→ **Testo fornito**:
Il Procuratore di Bologna afferma che nella vicenda dell’efferato omicidio della donna, massacrata a martellate in testa il 23 agosto scorso dal suo persecutore,  “non si può affatto parlare di malagiustizia”. Ma la sua  autodifesa  evidentemente imbarazzata non ha convinto nessuno e si auspica che gli Ispettori del Ministro della Giustizia facciano chiarezza e, veramente, “giustizia”.

Come si può affermare che, dopo la denuncia presentata dalla vittima a fine luglio, subito sono state attivate le indagini, “che non potevano concludersi prima del 29 agosto, perché alcune persone da sentire erano in ferie” ?

Ma la donna era stata ascoltata dal Magistrato, entro tre giorni, come prevede la legge, con la dovuta attenzione? Nella denuncia, a quanto pare, la vittima aveva riferito di atteggiamenti molesti, telefonate continue, messaggi e appostamenti, ma non anche di violenza fisica.

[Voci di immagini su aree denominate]
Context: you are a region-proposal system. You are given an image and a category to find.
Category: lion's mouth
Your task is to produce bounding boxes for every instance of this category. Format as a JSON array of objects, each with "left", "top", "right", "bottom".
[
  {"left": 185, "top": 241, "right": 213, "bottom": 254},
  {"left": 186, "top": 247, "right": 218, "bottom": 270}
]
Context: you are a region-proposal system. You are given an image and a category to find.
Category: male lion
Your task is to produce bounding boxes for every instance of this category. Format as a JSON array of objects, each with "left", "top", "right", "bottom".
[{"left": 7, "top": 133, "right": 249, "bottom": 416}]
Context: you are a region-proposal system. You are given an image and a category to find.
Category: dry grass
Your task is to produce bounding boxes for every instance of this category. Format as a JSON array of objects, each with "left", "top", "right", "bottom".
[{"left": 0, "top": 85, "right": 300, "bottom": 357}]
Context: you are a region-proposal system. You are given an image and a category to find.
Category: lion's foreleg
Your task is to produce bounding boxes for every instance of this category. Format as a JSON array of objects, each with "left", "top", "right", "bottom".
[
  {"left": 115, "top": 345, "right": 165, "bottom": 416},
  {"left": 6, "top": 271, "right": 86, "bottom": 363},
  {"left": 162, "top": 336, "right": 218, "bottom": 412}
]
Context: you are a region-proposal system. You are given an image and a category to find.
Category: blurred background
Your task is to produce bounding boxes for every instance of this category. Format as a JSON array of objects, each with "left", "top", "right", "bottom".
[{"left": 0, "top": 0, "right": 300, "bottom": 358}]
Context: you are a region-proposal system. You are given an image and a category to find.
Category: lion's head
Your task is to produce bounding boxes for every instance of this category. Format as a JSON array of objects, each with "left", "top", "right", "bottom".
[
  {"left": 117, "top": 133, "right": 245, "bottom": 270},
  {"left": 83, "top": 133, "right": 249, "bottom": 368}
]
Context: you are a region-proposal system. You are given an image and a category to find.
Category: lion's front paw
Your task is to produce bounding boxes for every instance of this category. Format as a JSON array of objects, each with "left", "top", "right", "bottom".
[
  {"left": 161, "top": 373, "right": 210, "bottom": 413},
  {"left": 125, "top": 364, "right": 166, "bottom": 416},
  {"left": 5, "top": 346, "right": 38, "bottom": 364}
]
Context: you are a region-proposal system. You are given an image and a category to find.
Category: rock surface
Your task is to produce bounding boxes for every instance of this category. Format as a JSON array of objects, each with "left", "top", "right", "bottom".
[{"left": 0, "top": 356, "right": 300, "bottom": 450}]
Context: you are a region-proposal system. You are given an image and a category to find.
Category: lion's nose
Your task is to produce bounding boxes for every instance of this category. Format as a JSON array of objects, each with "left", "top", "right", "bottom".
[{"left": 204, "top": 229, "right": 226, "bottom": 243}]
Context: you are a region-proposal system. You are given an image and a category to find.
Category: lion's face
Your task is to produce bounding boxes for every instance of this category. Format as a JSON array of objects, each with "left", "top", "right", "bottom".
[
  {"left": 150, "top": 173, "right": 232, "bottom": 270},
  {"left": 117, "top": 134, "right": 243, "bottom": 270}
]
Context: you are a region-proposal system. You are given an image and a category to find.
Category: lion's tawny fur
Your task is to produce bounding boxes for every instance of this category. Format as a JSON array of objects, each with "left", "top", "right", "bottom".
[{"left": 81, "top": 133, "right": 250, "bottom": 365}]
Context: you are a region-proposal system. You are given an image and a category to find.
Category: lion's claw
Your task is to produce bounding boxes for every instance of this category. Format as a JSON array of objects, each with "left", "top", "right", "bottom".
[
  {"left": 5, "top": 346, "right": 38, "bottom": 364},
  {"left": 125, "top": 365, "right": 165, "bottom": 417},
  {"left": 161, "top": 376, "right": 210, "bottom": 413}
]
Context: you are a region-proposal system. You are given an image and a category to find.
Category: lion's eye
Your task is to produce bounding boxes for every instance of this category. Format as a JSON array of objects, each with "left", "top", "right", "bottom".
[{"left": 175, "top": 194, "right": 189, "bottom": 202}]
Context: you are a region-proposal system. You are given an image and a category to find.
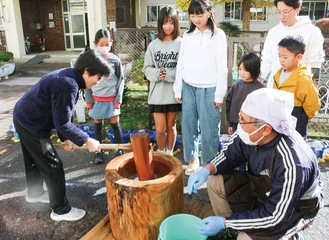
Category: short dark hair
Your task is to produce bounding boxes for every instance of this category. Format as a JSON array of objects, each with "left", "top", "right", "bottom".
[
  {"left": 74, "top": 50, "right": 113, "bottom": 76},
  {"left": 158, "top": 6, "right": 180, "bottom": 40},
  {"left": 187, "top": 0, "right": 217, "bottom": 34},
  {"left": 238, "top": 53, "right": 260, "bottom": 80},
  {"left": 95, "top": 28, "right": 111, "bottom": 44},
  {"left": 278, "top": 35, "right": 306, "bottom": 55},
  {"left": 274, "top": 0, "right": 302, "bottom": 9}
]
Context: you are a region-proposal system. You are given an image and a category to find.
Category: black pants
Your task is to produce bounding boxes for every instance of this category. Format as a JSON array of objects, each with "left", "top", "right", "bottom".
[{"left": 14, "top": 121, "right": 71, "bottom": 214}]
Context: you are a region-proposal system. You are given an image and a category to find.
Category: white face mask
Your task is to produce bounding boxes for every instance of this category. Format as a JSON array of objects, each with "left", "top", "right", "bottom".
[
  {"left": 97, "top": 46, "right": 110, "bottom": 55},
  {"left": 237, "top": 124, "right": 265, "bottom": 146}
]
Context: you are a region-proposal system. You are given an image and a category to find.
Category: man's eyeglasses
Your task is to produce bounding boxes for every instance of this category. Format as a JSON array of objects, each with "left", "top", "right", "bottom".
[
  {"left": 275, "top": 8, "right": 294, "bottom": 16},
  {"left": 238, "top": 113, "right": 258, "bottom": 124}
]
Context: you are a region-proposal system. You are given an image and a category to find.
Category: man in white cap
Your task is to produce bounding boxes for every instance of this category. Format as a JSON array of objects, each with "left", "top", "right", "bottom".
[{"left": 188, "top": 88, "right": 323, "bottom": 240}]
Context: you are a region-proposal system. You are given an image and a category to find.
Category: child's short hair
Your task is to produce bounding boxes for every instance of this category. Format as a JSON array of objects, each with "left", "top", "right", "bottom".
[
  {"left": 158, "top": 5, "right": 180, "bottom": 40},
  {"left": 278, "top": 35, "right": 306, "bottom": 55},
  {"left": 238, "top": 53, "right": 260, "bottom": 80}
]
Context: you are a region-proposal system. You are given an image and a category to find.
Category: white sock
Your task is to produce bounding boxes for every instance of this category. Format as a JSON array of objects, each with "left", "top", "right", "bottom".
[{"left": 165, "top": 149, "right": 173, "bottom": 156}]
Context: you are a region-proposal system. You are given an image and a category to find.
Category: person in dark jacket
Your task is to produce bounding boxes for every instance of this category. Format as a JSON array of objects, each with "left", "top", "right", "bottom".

→ **Compito assegnato 1**:
Riscrivi in forma più breve il paragrafo del testo che comincia con "Il Procuratore di Bologna afferma", conservando i fatti principali.
→ **Compito assegnato 2**:
Trascrivi fedelmente dal testo il brano compreso tra "Ma la donna" e "di violenza fisica.", estremi inclusi.

→ **Risposta corretta 1**:
Per il Procuratore di Bologna, nel caso della donna uccisa a martellate in testa dal suo persecutore il 23 agosto non si può parlare di malagiustizia. La sua difesa, visibilmente imbarazzata, non ha però convinto nessuno, e si spera che gli Ispettori del Ministro della Giustizia facciano chiarezza e rendano davvero giustizia.

→ **Risposta corretta 2**:
Ma la donna era stata ascoltata dal Magistrato, entro tre giorni, come prevede la legge, con la dovuta attenzione? Nella denuncia, a quanto pare, la vittima aveva riferito di atteggiamenti molesti, telefonate continue, messaggi e appostamenti, ma non anche di violenza fisica.